[a cura di G. Rizzo, Marsilio, Venezia 2013]
«Il lavoro da fare è tanto e urgente: questa introduzione vuole essere anche un invito a tutti coloro che, letti i testi qui raccolti, vogliano farsi avanti, ed essere della partita». Così Gianluca Rizzo nel saggio introduttivo («Attivare l’inerzia della carne è già protesta». Il teatro di Elio Pagliarani) al volume che raccoglie, per le sue cure, il teatro (e non solo) di Elio Pagliarani. La «partita» a cui si riferisce Rizzo consiste nel portare allo scoperto i nodi peculiari che nell’opera di Pagliarani legano strettamente poesia e teatro, nodi la cui esistenza era già visibile ma la cui consistenza è ora possibile indagare più in profondità tanto nel merito quanto nell’ancor più interessante metodo.
Il volume rende infatti disponibili alla lettura alcuni scritti di difficile reperibilità o del tutto inediti, distribuendoli in tre sezioni: una per le opere concepite per il teatro (i già editi Le sue ragioni, «libretto per opera», Pelle d’asino, «grottesco per musica», La bella addormentata nel bosco e La bestia di Porpora o Poema di Alessandro, a cui si aggiungono gli inediti L’impero all’asta e Faust di Copenaghen, da leggere – quest’ultimo – accanto a Lezione di fisica); una per due testi catalogati (direi un po’ troppo affrettatamente) come «drammatizzazioni di poesie» (La merce esclusa e il radiodramma Col semaforo rosso, entrambi del 1965 e legati l’uno a Lezione di fisica e l’altro alla Ballata di Rudi); una terza per i «bozzetti/progetti mai realizzati», in cui si trovano anche dei documenti sulla genesi della Ragazza Carla, come il soggetto cinematografico e una preziosa testimonianza d’autore: «nel 1948 mi è capitato di scrivere tre pagine come traccia di una storia che mi sarebbe piaciuto vedere realizzata: poteva essere la traccia di un romanzo, di un soggetto cinematografico, e perché no di un poemetto» (p. 309).

####

* [Dettagli del compito]:
Riprenda il testo sul teatro di Elio Pagliarani e lo prosegua a partire dall'ultima frase riportata. Le righe che seguono non sono necessarie.

####

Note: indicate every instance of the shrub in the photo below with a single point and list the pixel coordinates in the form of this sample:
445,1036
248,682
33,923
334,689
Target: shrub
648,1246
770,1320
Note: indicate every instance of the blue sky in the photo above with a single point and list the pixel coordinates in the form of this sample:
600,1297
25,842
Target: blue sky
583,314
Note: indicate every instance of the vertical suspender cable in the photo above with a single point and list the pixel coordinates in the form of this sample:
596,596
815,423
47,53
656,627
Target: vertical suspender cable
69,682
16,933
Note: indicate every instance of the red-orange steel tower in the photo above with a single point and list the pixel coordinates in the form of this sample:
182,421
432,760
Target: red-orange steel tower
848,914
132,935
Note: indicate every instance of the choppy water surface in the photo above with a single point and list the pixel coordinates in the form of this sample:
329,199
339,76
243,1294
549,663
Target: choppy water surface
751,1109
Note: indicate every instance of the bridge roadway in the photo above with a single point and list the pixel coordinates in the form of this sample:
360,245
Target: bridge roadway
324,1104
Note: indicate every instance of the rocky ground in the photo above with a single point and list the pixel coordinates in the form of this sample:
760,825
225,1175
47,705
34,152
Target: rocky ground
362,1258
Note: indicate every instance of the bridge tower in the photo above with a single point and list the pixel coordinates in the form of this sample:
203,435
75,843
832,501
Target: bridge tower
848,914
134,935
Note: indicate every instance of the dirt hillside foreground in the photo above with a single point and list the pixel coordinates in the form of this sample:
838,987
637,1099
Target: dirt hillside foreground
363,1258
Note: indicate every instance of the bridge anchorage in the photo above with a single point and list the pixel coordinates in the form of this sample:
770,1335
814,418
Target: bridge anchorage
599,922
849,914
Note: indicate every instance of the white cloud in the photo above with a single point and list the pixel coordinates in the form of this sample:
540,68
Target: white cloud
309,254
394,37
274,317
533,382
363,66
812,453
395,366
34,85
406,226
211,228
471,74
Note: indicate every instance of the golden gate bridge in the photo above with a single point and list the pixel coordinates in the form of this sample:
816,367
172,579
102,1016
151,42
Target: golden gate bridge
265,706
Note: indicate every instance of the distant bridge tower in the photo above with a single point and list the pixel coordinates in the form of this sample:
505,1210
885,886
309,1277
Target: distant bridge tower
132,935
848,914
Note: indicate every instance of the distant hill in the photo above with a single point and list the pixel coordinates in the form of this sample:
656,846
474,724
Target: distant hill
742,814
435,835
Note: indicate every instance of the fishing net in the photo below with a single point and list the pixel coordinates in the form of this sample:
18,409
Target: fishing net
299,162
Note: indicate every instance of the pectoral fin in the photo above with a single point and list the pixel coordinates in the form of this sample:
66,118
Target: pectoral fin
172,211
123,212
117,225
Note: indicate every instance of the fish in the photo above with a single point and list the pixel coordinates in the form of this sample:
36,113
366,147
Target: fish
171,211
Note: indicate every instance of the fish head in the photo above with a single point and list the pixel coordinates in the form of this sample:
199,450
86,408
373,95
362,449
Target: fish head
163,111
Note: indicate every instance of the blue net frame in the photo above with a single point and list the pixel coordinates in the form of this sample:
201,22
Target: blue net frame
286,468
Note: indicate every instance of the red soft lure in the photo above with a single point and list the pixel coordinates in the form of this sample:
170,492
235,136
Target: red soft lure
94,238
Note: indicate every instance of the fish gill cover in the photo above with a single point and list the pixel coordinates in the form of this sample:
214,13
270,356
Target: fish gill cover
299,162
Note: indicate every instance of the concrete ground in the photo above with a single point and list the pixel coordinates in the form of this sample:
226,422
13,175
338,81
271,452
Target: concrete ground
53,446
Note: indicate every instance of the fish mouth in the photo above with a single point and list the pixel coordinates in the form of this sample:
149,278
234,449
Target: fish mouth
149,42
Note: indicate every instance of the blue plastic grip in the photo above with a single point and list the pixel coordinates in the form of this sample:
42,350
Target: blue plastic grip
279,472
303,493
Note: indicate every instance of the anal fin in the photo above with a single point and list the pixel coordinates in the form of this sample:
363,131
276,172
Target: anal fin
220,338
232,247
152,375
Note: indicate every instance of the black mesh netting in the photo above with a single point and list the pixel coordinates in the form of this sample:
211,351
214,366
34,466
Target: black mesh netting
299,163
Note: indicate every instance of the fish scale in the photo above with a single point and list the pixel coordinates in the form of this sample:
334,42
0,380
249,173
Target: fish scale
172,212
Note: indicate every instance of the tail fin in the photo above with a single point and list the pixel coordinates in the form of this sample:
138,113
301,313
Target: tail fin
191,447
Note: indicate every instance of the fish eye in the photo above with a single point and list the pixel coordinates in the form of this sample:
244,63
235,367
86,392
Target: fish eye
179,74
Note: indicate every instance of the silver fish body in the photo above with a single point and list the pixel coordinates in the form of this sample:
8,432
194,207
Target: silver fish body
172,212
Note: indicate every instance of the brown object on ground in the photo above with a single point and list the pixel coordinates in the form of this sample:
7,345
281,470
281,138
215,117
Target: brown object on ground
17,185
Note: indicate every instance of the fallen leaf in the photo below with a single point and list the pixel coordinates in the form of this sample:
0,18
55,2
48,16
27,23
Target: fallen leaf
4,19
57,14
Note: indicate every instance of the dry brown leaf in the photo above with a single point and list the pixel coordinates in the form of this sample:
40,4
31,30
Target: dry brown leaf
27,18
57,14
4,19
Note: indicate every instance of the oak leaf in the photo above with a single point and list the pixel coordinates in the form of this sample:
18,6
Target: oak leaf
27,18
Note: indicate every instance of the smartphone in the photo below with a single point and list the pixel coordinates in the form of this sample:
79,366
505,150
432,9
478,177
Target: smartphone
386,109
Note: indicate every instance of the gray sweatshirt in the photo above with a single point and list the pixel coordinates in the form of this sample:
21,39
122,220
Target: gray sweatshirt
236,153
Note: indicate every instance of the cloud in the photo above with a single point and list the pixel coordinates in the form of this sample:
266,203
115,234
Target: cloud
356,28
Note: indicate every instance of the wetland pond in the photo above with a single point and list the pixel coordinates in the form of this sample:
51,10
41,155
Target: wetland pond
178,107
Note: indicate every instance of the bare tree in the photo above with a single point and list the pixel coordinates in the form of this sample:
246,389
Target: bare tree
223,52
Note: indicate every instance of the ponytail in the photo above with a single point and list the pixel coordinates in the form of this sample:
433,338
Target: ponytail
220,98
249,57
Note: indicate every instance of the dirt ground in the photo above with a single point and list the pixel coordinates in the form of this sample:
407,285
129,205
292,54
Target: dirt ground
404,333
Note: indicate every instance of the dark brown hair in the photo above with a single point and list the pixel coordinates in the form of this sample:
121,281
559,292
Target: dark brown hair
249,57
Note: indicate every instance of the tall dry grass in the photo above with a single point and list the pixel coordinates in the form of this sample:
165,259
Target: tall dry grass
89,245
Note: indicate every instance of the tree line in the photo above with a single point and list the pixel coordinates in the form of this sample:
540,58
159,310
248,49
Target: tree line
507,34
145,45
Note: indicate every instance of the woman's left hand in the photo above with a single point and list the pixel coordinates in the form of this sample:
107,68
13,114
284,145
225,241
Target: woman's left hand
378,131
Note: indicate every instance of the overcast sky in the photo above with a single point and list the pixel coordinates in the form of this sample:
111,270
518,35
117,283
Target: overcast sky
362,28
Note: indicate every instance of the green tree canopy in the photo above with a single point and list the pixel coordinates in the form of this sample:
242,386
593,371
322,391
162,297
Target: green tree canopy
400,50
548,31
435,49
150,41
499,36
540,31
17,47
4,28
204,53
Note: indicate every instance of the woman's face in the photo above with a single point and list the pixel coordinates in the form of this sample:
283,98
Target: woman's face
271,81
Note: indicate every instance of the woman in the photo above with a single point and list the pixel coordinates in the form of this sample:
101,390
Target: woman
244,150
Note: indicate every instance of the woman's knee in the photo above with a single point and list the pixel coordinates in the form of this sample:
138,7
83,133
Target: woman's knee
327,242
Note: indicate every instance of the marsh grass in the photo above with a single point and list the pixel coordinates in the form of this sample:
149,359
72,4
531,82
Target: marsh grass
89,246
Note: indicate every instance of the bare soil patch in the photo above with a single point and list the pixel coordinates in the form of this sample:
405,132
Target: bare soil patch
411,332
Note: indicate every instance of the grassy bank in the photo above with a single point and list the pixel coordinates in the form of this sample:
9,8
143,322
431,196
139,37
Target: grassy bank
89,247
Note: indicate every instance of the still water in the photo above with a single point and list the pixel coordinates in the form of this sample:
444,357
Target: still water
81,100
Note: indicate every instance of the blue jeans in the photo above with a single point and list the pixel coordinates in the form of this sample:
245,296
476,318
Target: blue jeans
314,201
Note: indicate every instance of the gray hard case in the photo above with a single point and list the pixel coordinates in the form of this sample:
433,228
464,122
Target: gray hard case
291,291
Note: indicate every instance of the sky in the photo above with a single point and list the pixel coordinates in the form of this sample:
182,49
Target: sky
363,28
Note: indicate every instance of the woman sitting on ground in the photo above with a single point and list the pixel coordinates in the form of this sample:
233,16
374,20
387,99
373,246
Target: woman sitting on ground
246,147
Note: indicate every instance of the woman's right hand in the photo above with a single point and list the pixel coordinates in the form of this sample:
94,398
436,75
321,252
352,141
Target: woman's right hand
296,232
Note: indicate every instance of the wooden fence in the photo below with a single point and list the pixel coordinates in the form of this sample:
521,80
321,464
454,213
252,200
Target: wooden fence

####

* [Risultato del compito]:
In molti casi, rendendo onore alla familiarità di Pagliarani con «il fiato dello spettatore», ai testi originali vengono accostati i copioni di scena; scelta che è uno dei punti di forza di questa edizione, il cui merito principale mi sembra tuttavia proprio quello di aver avviato una «partita», indicando la complessità dei rapporti che con il teatro (e non solo) intrattiene la poesia, tanto a valle («il teatro come verifica») quanto a monte. Leggendo il volume, infatti, non si può non constatare che la genesi delle opere poetiche è spesso legata a una dimensione scenica e performativa: ad esempio non poche parti della Bella addormentata nel bosco (in teatro nel 1983 e in volume nel 1987) sono confluite nella Ballata di Rudi (1995), dove è entrato anche Col semaforo rosso, trasmesso e pubblicato nel 1965, l’anno in cui andava in scena La merce esclusa, poi inserito in Lezione di fisica (1968); per non dire delle radici cinematografiche della Ragazza Carla.
Il curatore auspica una futura, più completa, edizione del teatro di Pagliarani: credo che la prospettiva dell’esaustività in campo teatrale sia rischiosa, proprio perché sono mobili e sfrangiati i confini tra spettacolo teatrale e performance poetica; insomma la contiguità fra poesia e drammaturgia è talmente forte, che sarebbe da auspicare piuttosto l’ampiezza di edizioni (e sguardi critici) capaci di comprenderle insieme.